* _WORK REQUIRED_
Write the entries out again in full and unchanged, dropping every image.

*** Opening of DATA PROVIDED ***

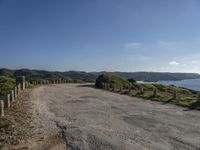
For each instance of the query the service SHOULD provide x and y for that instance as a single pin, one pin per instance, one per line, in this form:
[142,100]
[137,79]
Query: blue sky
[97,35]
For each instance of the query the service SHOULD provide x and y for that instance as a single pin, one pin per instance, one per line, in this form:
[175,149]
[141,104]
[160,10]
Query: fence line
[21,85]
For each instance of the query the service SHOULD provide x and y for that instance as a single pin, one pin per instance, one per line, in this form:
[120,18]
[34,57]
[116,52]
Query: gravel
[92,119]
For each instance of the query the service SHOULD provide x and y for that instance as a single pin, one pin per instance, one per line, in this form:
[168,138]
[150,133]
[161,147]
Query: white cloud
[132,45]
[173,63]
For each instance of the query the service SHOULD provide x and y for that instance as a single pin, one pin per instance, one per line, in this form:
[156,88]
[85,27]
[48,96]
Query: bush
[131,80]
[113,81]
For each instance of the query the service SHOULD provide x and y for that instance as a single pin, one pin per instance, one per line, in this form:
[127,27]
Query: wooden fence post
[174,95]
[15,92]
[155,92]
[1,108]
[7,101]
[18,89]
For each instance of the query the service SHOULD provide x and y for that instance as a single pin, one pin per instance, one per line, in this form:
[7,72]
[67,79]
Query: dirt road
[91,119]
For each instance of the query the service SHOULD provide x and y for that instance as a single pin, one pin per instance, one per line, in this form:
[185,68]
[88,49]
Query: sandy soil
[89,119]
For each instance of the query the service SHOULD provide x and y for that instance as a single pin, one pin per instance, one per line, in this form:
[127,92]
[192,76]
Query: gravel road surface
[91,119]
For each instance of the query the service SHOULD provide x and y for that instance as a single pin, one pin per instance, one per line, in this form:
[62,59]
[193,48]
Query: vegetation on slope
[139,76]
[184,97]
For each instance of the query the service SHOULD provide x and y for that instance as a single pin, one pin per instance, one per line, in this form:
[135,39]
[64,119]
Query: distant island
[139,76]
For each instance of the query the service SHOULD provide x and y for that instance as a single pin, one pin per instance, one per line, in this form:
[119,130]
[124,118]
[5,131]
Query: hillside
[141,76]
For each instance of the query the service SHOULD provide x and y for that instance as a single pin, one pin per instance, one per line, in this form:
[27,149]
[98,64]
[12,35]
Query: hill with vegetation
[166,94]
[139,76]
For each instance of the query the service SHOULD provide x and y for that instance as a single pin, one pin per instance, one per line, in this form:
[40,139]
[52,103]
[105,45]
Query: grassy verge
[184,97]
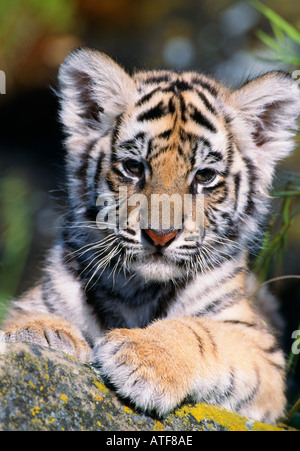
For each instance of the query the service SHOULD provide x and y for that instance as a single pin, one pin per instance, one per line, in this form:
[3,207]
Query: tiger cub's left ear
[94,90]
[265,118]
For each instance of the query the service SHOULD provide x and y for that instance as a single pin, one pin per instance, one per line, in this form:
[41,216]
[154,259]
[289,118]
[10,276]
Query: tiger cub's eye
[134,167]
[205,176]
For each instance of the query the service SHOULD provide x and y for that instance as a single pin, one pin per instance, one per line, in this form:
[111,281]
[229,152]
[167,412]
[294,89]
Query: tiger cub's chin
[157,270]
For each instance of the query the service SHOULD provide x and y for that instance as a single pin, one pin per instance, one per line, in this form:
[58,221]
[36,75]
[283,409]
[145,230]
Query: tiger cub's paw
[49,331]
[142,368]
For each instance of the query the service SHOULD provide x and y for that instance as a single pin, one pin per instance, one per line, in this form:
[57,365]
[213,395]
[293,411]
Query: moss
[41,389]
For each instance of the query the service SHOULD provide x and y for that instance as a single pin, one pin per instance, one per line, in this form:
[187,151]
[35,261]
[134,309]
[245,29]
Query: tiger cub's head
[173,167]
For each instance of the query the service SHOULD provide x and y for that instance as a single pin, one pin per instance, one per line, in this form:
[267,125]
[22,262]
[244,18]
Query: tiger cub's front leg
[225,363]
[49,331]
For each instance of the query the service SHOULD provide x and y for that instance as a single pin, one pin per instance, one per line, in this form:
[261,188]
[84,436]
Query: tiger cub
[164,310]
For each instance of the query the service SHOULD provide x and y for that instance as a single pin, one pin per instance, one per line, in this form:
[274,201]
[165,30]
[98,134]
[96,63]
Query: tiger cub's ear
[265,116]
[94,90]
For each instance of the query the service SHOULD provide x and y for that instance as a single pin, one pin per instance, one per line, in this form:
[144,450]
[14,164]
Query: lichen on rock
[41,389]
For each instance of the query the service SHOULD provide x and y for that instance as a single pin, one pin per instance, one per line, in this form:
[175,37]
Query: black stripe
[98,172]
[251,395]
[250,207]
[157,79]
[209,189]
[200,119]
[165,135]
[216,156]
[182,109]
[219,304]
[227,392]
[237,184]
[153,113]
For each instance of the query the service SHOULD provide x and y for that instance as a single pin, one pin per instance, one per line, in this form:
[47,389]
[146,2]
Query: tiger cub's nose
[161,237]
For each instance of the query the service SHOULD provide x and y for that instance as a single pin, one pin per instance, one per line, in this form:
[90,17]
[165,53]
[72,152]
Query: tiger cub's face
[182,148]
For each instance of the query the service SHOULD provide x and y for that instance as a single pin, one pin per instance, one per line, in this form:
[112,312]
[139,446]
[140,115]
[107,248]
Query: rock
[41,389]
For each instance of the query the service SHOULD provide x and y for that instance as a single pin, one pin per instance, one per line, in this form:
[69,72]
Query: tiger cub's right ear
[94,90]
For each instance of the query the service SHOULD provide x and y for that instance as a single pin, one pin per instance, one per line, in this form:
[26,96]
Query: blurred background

*** Close of DATA PROVIDED ***

* _OUTPUT BELOW_
For each instance of the query the service SHOULD provide x and y for that instance as a single pin, one pin per instance, one per line, in this form:
[142,100]
[137,79]
Query: blue sky
[97,35]
For each instance of the query the service SHOULD provide x and y for that instance as a single pin, one pin per instance, one per line, in this form:
[175,149]
[141,104]
[160,10]
Query: fence line
[21,85]
For each instance of the query the service SHOULD provide x and y for that instance as a single pin, one pin per instance, one per line, in this form:
[120,18]
[34,57]
[116,52]
Query: gravel
[92,119]
For each instance of the query the service SHOULD provide x and y for that instance as a single pin, one pin per instance, one per line, in this form:
[168,138]
[150,133]
[161,147]
Query: white cloud
[132,45]
[173,63]
For each instance of the query the service SHOULD provide x and y for that instance as a single pin, one pin per instance, one per line, in this form:
[156,88]
[85,27]
[48,96]
Query: bush
[131,80]
[113,81]
For each instance of the query the service SHOULD provide x and y for that instance as a single pin, one pin per instance, one per line, in this form:
[127,27]
Query: wooden fence post
[174,95]
[15,92]
[155,92]
[1,108]
[7,101]
[18,89]
For each instance of the query the service SHOULD provide x and y for that instance as a single pin, one pin per instance, one per line, in this form:
[7,72]
[67,79]
Query: dirt road
[91,119]
For each instance of the query the service SHOULD provide x and y for that instance as a single pin, one pin per instance, one per line, in this form:
[185,68]
[88,49]
Query: sandy soil
[89,119]
For each instance of the query the service SHOULD provide x and y for that instance as a single pin, one pin per instance, one per line, in this form:
[127,92]
[192,76]
Query: gravel road surface
[91,119]
For each instance of the query the service SHOULD provide x and y for that instance as a single pin, one pin per instance, one per line, in this form:
[62,59]
[193,48]
Query: vegetation on slope
[139,76]
[184,97]
For each instance of the query the service SHOULD provide x and y for that instance as a single pin, one pin per instance, one per line, in this form:
[135,39]
[64,119]
Query: distant island
[139,76]
For each instance of the query the service SHOULD provide x and y for that instance as a single pin, one pin per instance, one per line, in this form:
[119,130]
[124,118]
[5,131]
Query: hillside
[141,76]
For each instance of the query the service SHOULD provide x and y for that instance as a single pin, one pin per instance, one per line, in this form:
[27,149]
[98,64]
[12,35]
Query: hill with vegetation
[166,94]
[139,76]
For each instance of the query the service SHOULD provide x and y for that instance as a single pin, one pin per instance, one per line, in this form:
[40,139]
[52,103]
[105,45]
Query: grassy verge
[184,97]
For each instance of the query the service SHOULD provide x and y for that instance as a single pin, one pin per instance, one per line, in this form:
[3,207]
Query: tiger cub's left ear
[94,90]
[265,118]
For each instance of the query the service SHOULD provide x and y for that instance as a single pin, one pin per instance, one per line, in this form:
[41,216]
[154,259]
[289,118]
[10,276]
Query: tiger cub's eye
[134,167]
[205,176]
For each instance of the query the service SHOULD provide x and y for that instance as a single pin, one pin per instance, one per line, in this form:
[111,281]
[229,152]
[167,412]
[294,89]
Query: tiger cub's chin
[157,270]
For each instance of the query the service SHOULD provide x and y for that instance as a single pin, one pin per instance, one per line, in this form:
[58,221]
[36,75]
[283,409]
[145,230]
Query: tiger cub's paw
[49,331]
[142,368]
For each instance of the query the service SHOULD provide x and y for that instance as a single pin, one pin per instance, one per line, in this form:
[57,365]
[213,395]
[293,411]
Query: moss
[41,389]
For each instance of the query the service SHOULD provide x and y for that instance as a single pin, one pin per instance, one per line, in this form:
[187,151]
[35,261]
[134,309]
[245,29]
Query: tiger cub's head
[173,167]
For each instance of the query the service SHOULD provide x and y for that instance as a single pin, one pin per instance, one per line, in this form:
[267,125]
[22,262]
[244,18]
Query: tiger cub's front leg
[225,363]
[49,331]
For each instance of the query the service SHOULD provide x and y for that instance as a single pin, one pin per instance, one per line, in this form:
[261,188]
[84,436]
Query: tiger cub
[164,310]
For each instance of the query the service SHOULD provide x and y for that instance as a single pin, one pin per instance, one per line, in this form:
[274,201]
[165,30]
[98,134]
[96,63]
Query: tiger cub's ear
[265,116]
[94,90]
For each instance of the query the service SHOULD provide x and y for that instance as a single pin, one pin per instance, one per line, in this form:
[144,450]
[14,164]
Query: lichen on rock
[41,389]
For each instance of the query the service SHOULD provide x and y for that instance as a single pin, one pin per instance, one per line, in this form:
[175,37]
Query: black stripe
[98,172]
[251,395]
[250,207]
[157,79]
[209,189]
[200,119]
[165,135]
[216,156]
[182,109]
[219,304]
[227,392]
[237,184]
[153,113]
For each instance of the query the service SHOULD provide x and y for that instance as a single pin, one pin per instance, one per line, in this form:
[47,389]
[146,2]
Query: tiger cub's nose
[161,237]
For each instance of the query the service SHOULD provide x and y for that instance as a single pin, one pin per instance, one per line, in this form:
[90,17]
[165,53]
[72,152]
Query: tiger cub's face
[182,148]
For each instance of the query the service SHOULD provide x and y for that instance as a single pin, one pin per instance, one per line, in this form:
[112,312]
[139,446]
[140,115]
[107,248]
Query: rock
[41,389]
For each instance of the query the service SHOULD provide x and y for that instance as a single pin, one pin per instance, one per line, in this form:
[69,72]
Query: tiger cub's right ear
[94,90]
For each instance of the query the service SHOULD provide x and y for that instance as a single pin, one pin per instance, one per line, in this form:
[26,96]
Query: blurred background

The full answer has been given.